__Aim of the exercise__: Find every line in the rows below that contains the string "buoy", and copy each of those lines. Case counts.
____________
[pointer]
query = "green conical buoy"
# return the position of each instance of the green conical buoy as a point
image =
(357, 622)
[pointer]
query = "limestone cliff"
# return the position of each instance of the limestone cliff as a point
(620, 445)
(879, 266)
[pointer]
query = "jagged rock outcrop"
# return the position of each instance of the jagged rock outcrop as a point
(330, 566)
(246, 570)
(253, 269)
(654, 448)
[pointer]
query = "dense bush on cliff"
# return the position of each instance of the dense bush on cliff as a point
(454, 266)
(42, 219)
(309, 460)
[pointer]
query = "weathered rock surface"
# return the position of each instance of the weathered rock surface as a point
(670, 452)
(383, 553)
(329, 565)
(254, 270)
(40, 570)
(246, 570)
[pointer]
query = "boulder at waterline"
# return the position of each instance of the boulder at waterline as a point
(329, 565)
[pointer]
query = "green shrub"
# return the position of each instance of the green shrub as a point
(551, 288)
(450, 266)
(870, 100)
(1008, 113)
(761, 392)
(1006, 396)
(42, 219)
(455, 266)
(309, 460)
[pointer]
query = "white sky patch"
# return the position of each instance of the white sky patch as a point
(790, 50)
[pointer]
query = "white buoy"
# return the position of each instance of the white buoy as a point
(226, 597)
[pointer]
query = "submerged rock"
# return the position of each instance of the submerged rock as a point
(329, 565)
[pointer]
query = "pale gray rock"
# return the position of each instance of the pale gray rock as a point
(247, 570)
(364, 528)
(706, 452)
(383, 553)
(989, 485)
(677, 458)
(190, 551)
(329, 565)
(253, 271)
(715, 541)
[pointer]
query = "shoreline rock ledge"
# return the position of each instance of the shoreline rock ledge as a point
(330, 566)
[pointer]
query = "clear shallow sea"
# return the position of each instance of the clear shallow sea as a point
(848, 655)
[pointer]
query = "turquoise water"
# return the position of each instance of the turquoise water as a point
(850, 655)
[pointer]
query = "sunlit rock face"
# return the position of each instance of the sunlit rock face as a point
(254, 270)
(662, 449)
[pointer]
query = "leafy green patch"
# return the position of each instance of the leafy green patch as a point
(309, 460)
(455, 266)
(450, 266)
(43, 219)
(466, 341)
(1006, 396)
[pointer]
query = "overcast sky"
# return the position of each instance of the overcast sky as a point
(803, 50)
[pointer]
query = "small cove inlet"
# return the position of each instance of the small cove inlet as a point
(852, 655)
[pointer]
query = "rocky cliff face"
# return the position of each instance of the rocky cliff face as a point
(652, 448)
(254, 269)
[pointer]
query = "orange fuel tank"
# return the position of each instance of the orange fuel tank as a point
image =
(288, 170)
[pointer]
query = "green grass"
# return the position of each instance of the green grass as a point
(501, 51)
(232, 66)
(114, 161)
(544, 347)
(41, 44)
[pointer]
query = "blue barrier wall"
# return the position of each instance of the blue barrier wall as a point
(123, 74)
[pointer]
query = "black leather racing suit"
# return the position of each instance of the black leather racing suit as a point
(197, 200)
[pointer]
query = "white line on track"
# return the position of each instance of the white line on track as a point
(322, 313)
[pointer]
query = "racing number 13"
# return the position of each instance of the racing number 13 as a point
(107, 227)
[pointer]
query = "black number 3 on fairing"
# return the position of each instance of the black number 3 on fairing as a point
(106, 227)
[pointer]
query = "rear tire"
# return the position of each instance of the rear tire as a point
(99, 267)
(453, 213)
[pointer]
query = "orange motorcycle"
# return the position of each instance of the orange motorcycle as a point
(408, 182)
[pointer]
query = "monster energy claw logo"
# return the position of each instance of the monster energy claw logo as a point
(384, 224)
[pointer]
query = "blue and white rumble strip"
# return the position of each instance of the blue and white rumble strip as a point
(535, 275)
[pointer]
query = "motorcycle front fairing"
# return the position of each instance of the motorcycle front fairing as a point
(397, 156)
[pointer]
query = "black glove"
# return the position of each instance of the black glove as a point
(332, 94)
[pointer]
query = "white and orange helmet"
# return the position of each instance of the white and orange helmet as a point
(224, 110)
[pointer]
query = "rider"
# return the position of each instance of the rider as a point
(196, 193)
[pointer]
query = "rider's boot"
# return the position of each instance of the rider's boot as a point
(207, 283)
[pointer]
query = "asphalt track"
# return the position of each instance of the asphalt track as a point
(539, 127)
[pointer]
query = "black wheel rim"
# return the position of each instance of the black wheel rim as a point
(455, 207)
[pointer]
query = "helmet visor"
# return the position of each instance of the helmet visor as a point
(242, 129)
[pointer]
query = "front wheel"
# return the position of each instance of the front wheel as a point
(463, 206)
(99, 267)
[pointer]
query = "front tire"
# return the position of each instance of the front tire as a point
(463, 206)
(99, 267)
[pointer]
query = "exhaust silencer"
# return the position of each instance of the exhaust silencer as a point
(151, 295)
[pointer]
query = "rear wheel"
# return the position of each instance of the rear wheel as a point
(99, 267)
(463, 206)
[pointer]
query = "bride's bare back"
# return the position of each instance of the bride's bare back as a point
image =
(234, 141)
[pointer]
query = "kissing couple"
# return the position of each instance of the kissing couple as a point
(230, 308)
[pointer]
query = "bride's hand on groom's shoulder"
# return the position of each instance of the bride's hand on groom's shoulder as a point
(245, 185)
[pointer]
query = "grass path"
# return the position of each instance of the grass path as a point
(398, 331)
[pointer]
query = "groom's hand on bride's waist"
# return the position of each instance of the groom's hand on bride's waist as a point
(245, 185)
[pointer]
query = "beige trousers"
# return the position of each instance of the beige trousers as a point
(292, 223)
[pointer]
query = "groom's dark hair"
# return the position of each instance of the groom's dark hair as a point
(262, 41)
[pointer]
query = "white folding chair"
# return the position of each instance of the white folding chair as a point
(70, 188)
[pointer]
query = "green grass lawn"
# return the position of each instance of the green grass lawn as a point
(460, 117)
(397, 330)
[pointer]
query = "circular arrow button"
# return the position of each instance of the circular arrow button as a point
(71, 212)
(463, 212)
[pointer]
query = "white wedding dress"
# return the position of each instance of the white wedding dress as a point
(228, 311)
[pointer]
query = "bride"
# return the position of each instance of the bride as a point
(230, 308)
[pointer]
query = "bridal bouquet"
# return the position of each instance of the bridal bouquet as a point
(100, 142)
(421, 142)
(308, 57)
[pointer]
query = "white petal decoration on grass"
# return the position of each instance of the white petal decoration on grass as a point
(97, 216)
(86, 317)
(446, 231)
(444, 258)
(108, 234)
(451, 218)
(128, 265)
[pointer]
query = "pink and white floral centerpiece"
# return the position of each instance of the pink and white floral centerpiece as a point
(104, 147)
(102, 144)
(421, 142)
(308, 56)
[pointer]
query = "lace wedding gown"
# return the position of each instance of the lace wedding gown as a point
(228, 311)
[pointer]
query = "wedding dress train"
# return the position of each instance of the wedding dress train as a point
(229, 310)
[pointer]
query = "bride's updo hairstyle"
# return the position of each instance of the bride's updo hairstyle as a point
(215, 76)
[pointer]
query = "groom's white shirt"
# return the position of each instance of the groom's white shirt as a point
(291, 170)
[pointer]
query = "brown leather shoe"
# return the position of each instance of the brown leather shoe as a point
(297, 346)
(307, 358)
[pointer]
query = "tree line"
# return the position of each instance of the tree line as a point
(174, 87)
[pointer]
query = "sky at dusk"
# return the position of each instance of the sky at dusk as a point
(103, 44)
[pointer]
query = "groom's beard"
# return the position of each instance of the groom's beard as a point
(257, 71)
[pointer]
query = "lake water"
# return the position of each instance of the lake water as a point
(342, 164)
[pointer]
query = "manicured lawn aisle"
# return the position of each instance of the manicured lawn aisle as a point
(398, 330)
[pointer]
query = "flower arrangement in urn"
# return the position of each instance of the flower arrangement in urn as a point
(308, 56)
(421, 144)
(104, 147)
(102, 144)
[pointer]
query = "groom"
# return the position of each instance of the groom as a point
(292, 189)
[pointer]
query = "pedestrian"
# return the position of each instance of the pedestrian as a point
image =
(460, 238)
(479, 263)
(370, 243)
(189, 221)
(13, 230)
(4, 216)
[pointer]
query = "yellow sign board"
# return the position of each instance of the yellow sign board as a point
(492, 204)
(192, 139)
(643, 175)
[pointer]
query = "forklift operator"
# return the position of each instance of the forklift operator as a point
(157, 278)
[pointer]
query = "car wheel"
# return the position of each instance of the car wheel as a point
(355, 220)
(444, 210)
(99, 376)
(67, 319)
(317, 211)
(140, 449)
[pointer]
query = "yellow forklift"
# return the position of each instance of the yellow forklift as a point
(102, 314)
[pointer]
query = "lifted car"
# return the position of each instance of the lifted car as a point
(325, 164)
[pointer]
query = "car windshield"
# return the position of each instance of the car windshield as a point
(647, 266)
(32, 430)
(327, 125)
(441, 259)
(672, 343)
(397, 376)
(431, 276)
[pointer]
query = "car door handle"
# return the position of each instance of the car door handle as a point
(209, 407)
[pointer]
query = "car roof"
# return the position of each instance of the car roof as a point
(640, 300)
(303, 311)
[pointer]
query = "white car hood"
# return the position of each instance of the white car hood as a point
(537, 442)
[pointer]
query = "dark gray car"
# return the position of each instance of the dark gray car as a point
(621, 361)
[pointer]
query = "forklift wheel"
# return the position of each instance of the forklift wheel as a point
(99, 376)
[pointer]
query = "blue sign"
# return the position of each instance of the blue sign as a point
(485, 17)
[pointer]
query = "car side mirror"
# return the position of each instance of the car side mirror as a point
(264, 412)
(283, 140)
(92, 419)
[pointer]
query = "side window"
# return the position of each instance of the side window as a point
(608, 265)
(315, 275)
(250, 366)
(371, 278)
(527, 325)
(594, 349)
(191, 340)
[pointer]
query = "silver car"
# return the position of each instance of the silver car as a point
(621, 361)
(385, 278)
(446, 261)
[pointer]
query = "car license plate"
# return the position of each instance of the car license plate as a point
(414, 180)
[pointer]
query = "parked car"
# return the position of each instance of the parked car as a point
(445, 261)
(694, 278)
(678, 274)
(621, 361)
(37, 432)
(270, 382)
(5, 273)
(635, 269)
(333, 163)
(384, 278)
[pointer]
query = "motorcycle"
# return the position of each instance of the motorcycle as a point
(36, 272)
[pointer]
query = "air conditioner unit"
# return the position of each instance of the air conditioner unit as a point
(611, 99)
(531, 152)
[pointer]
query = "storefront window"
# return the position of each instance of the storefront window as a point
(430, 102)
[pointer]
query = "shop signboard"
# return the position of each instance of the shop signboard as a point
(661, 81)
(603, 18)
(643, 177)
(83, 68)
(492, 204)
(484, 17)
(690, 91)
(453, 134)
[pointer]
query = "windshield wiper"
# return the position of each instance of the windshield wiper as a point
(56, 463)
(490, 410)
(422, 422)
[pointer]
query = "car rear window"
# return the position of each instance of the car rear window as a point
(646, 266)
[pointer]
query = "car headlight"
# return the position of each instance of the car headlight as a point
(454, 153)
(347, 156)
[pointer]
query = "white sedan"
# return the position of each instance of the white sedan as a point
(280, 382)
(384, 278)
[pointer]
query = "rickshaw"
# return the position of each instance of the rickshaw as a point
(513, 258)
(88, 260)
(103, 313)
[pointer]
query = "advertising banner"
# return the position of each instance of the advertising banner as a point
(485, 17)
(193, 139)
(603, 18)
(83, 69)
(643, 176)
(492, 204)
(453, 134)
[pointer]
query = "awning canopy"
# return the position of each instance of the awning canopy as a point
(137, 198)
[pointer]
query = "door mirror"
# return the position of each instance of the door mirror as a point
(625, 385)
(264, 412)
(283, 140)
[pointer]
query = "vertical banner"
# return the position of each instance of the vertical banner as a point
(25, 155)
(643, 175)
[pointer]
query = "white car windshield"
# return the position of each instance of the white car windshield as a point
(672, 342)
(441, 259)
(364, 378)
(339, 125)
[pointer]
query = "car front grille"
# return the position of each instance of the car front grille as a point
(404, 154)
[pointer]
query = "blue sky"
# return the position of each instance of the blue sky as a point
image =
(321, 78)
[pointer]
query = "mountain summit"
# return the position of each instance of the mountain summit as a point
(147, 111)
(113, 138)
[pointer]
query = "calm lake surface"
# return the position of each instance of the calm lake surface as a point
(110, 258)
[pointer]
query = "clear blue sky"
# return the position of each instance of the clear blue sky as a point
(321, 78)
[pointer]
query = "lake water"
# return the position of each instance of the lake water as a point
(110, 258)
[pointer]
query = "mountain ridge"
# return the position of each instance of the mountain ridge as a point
____________
__Full answer__:
query = "green conical buoy"
# return the position of each instance of the green conical buoy as a point
query = "white buoy"
# return the position of each instance of the white buoy as a point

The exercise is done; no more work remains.